**** Entries provided
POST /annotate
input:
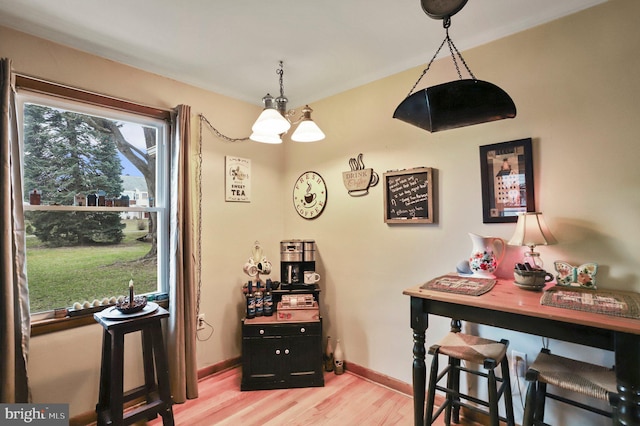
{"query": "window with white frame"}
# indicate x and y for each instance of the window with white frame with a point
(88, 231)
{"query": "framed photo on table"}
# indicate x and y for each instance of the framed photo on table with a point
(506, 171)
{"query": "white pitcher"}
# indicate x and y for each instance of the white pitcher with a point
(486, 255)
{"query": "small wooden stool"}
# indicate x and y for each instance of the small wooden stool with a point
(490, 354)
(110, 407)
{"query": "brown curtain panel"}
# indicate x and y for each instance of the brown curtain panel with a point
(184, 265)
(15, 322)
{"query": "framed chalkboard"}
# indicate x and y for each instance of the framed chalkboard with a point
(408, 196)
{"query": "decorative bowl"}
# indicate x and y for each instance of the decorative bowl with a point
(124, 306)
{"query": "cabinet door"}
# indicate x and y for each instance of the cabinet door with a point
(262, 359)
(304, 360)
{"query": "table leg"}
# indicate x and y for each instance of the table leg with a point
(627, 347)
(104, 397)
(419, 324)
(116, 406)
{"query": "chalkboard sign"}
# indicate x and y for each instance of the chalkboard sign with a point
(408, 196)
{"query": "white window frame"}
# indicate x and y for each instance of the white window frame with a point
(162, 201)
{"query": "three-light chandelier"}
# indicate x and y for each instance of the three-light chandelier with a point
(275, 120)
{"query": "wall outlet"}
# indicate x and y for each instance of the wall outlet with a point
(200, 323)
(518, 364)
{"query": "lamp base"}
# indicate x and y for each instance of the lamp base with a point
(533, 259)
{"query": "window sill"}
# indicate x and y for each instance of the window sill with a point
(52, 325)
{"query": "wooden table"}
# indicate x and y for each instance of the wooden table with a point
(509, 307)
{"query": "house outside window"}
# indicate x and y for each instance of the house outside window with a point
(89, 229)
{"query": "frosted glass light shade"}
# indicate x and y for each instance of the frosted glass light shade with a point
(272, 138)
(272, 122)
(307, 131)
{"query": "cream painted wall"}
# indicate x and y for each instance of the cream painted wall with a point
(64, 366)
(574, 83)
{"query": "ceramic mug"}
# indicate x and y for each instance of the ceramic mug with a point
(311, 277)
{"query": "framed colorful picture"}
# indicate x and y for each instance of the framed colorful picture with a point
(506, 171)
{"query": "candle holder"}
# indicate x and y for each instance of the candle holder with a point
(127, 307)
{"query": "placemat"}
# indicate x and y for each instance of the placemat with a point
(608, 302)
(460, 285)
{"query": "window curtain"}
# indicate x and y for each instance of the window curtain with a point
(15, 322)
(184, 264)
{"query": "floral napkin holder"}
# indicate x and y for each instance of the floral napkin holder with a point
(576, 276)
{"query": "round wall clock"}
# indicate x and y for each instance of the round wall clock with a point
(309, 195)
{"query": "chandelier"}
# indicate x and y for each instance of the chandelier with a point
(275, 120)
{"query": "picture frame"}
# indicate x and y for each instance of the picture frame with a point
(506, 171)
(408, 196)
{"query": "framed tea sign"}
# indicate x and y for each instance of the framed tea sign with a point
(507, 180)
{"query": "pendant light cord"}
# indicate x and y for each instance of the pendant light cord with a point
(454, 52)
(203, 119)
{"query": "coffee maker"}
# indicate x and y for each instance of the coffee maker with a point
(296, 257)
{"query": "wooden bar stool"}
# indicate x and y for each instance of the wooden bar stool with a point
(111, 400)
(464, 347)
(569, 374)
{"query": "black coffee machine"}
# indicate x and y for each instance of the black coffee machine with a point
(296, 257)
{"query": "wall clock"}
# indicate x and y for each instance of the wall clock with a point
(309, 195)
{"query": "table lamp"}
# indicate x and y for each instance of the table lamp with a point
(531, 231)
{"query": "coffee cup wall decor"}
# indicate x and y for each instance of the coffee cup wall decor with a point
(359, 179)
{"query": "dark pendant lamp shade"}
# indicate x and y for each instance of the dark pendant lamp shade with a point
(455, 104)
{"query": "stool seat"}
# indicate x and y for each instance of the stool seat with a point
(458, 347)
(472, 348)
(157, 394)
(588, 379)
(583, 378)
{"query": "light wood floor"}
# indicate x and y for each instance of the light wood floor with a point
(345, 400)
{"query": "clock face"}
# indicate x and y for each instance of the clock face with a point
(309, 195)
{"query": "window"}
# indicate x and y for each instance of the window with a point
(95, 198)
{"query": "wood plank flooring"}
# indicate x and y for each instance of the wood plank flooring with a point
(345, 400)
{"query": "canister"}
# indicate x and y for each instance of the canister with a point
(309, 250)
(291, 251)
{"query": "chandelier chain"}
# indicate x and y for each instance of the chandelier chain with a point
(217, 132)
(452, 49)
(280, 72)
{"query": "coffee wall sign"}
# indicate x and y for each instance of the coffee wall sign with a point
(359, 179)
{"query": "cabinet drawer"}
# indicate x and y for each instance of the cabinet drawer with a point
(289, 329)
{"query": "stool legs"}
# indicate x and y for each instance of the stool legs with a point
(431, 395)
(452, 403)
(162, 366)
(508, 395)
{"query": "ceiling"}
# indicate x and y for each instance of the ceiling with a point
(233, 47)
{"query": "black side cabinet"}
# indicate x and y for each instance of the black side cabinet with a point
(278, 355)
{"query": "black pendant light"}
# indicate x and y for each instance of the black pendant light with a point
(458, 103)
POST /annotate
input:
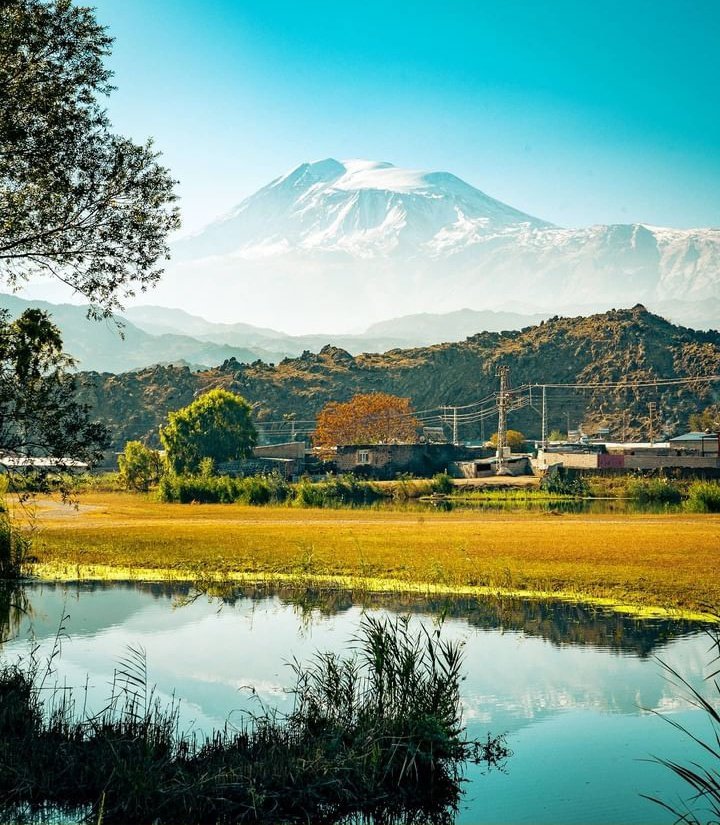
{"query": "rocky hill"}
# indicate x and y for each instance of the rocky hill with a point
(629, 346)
********
▶ _Exercise description_
Identify every line in the items above that contains the string "lamp", and copy each such line in full.

▶ _Solution for this problem_
{"query": "lamp base"}
# indicate x and y for each instance of the lamp base with a point
{"query": "table lamp"}
# indicate x and y for each instance of the table lamp with a point
{"query": "dark pendant lamp shade"}
# indicate x and y for each instance of the dark pendant lamp shade with a point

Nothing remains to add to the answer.